* **What you should do**: Each entry below is to be transcribed exactly; pictures are not copied.
--- Data for this exercise ---
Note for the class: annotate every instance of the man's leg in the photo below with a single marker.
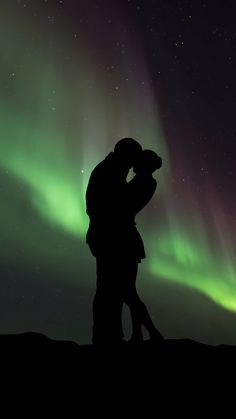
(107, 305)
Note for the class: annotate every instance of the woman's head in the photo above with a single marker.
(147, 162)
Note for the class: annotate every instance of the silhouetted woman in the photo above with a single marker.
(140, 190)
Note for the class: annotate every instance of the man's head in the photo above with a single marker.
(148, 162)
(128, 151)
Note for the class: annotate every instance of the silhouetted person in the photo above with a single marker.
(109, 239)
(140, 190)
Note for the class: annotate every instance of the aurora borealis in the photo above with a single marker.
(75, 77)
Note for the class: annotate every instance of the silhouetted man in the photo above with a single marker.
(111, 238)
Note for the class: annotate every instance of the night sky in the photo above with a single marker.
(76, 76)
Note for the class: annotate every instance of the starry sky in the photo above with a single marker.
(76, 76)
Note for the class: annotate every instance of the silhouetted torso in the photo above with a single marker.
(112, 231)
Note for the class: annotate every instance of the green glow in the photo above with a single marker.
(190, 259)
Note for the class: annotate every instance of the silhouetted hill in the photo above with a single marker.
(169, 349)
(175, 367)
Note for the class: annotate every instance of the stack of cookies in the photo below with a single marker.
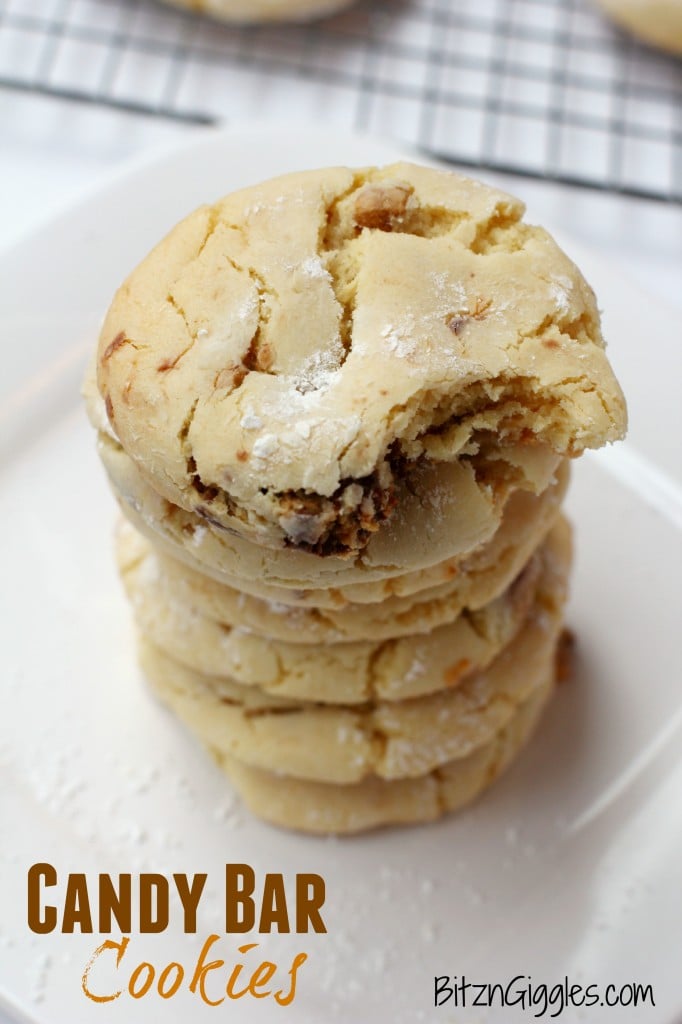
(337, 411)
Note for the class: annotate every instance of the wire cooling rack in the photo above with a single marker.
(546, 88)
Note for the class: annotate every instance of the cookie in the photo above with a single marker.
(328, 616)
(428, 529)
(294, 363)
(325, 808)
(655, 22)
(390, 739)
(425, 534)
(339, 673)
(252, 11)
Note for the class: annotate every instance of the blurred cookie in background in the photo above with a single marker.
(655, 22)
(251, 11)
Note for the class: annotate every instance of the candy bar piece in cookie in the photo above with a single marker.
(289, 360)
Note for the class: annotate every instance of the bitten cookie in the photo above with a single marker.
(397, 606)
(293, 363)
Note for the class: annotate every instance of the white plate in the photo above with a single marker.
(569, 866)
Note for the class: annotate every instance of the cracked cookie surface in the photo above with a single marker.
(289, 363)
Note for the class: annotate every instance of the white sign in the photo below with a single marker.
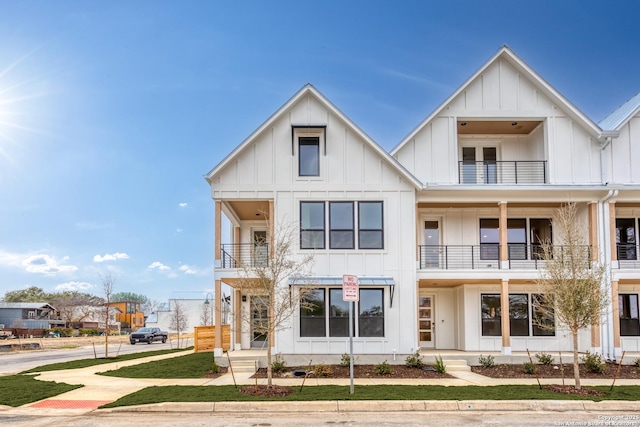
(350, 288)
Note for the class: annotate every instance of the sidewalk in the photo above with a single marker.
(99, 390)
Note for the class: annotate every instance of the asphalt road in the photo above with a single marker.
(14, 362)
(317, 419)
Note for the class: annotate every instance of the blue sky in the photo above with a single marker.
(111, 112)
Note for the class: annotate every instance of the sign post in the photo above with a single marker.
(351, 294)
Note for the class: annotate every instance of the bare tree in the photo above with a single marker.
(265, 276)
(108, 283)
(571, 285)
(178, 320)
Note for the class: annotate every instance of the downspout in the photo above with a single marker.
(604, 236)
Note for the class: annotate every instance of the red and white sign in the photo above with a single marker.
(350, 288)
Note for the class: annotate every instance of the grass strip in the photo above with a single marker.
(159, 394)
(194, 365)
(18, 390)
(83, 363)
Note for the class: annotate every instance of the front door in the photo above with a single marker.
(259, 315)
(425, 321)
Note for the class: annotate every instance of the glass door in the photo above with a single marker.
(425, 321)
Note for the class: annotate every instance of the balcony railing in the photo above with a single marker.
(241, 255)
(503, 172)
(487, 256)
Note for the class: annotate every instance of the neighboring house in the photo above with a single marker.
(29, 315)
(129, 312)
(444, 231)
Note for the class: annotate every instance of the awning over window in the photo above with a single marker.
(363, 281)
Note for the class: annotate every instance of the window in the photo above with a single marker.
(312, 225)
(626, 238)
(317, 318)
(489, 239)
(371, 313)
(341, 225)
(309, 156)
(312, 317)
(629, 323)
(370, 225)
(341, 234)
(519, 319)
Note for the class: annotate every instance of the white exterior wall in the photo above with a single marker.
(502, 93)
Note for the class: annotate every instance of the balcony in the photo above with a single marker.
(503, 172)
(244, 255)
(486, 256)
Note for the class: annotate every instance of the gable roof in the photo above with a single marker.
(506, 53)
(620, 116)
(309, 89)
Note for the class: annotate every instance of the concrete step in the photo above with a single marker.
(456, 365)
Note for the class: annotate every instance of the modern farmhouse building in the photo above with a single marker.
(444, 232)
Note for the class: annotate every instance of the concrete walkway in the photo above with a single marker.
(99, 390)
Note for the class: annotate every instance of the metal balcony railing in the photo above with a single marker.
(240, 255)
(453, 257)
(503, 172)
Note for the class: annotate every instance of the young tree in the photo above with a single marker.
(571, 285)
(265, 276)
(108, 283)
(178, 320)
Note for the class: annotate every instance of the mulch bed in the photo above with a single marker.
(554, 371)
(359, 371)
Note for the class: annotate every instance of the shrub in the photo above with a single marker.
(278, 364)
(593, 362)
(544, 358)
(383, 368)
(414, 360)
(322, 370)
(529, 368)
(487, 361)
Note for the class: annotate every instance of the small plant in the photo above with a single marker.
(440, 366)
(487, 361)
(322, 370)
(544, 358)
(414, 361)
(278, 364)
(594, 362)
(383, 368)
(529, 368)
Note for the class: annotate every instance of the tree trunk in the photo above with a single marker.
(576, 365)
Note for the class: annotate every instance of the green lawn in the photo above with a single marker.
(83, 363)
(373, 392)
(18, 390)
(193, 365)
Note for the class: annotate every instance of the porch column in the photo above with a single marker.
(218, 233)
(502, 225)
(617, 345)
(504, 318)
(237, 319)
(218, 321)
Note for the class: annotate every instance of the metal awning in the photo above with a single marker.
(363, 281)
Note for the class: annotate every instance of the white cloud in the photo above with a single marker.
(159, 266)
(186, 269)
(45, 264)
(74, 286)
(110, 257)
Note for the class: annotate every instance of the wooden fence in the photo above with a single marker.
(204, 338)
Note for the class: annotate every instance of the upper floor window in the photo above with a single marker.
---
* **Exercise solution**:
Note for the class: annotate every instance of the man's leg in the photo below with a single marker.
(107, 305)
Note for the class: annotate every instance of the woman's head in the photo above with a single marker.
(147, 162)
Note for the class: annotate every instance of the silhouetted woman in the photo above with a single marker.
(140, 190)
Note for the class: annotate every instance of the man's head in the photo above with a single marker.
(148, 162)
(128, 151)
Note for the class: annotate every instance of the silhouetted person in the photo above with a single marker.
(109, 239)
(140, 190)
Note for the class: annotate every instance of the aurora borealis in the photo above with a single marker.
(75, 77)
Note for the class: annotate every instance of the silhouetted man in the photo above with a single marker.
(111, 238)
Note for the class: annotate every instance of the night sky in the photo above with a single marker.
(76, 76)
Note for the class: annotate every instance of the starry sky in the photo above with a single marker.
(76, 76)
Note for the class: annotate every instance of the silhouetted torso in the photo above with a single marker.
(112, 231)
Note for the class: annotate every instance of the green glow in the photo above with a single marker.
(190, 259)
Note for the class: annotate every instance of the silhouetted hill in the photo above with a single marker.
(169, 349)
(175, 367)
Note for the class: annotate every instance of the stack of cookies in the photo below with a single marker.
(337, 411)
Note for the class: annotate every instance of the wire cooling rack in the photo above with a single marker.
(546, 88)
Note for the class: annotate every instance of the cookie in the photo above with a single marker.
(328, 616)
(428, 529)
(294, 363)
(325, 808)
(655, 22)
(390, 739)
(425, 534)
(339, 673)
(252, 11)
Note for the class: annotate every instance of the blurred cookie in background in the photo above with a single marker.
(655, 22)
(251, 11)
Note for the class: annotate every instance of the candy bar piece in cookie in the photo above with a single marker.
(289, 360)
Note for the class: annotate every instance of the bitten cookie in the photo above with a single marker.
(397, 606)
(293, 363)
Note for the class: annotate every instance of the white plate in the photo above with a single marker.
(569, 866)
Note for the class: annotate every instance of the cracked cookie surface in the photo above with a single marker.
(289, 363)
Note for the class: annotate every instance of the white sign in the photo below with a single marker.
(350, 288)
Note for the class: annotate every instance of the sidewalk in the photo above with a single marker.
(99, 390)
Note for the class: annotate every instance of the asphalt road in the photo above with a single marker.
(14, 362)
(317, 419)
Note for the class: annotate every instance of the blue sky in the photo above with a single marker.
(111, 112)
Note for the class: annotate every instance of the sign post in the photo above with a single marker.
(351, 294)
Note for the class: annotate every instance of the bare tree in the photo above with a single marker.
(265, 276)
(108, 283)
(571, 285)
(178, 320)
Note for the class: annotate every instance of the downspout in the photo above with a single marker.
(604, 236)
Note for the class: annotate every instance of the red and white sign in the photo above with a single marker.
(350, 288)
Note for the class: annotate every instance of the grass strip in the photo above with a single marker.
(159, 394)
(194, 365)
(18, 390)
(83, 363)
Note for the class: annotate every instance of the front door in the photo above with a single marker.
(259, 315)
(425, 321)
Note for the class: annotate every instance of the glass door in the photo above with a single marker.
(425, 321)
Note for the class: annotate every instance of the balcony railing in the photo above with a single marker.
(241, 255)
(503, 172)
(487, 256)
Note for the class: annotate every instance of the neighboring house in the photo above with a single marker.
(29, 315)
(129, 312)
(444, 231)
Note for the class: annotate every instance of the awning over window in the photo above with a single marker.
(363, 281)
Note for the class: annotate every instance of the window in the photo above with a single marker.
(312, 225)
(626, 238)
(317, 318)
(489, 239)
(371, 313)
(341, 225)
(309, 156)
(312, 317)
(629, 323)
(370, 225)
(341, 234)
(519, 319)
Note for the class: annotate every instance of the white exterior wall in the photo above with a single marker.
(502, 93)
Note for the class: annotate every instance of the balcony in the photo above with a single marker.
(503, 172)
(244, 255)
(486, 256)
Note for the class: annotate every instance of the gable roof in the photo above with a single marker.
(506, 53)
(620, 116)
(309, 89)
Note for the class: annotate every instance of the concrete step in the photo above with a single marker.
(456, 365)
Note for the class: annotate every instance of the modern farmhouse building in the photo above with a single marker.
(444, 232)
Note for the class: annotate every instance of the concrete walkway in the photo above with a single marker.
(99, 390)
Note for the class: annotate every instance of the metal balcony railing in the photo above with a single marker.
(240, 255)
(453, 257)
(503, 172)
Note for the class: annotate every instance of the young tree in the photo above with a single marker.
(571, 285)
(265, 276)
(108, 283)
(178, 320)
Note for the class: annotate every instance of the mulch bed in the photo above with a single marker.
(554, 371)
(359, 371)
Note for the class: annotate every instance of the shrub in the photo above with a single marker.
(278, 364)
(593, 362)
(544, 358)
(383, 368)
(414, 360)
(322, 370)
(529, 368)
(487, 361)
Note for the class: annotate every instance of the small plant in the photo above with a single marker.
(440, 366)
(487, 361)
(322, 370)
(544, 358)
(414, 361)
(278, 364)
(594, 362)
(383, 368)
(529, 368)
Note for the class: annotate every instance of the tree trunk in the photo above with a single marker.
(576, 365)
Note for the class: annotate every instance of the green lawn in the photo above with a single marker.
(83, 363)
(373, 392)
(18, 390)
(193, 365)
Note for the class: annotate every instance of the porch column in the photo above with a single marker.
(218, 233)
(502, 225)
(617, 345)
(504, 318)
(237, 319)
(218, 321)
Note for the class: annotate every instance of the metal awning in the photo above with a single marker.
(363, 281)
Note for the class: annotate every instance of the white cloud in the photo above with a single marker.
(159, 266)
(186, 269)
(45, 264)
(74, 286)
(110, 257)
Note for the class: annotate every instance of the wooden fence in the photo above with a single marker.
(204, 338)
Note for the class: annotate every instance of the upper floor window in the photo above with a single marker.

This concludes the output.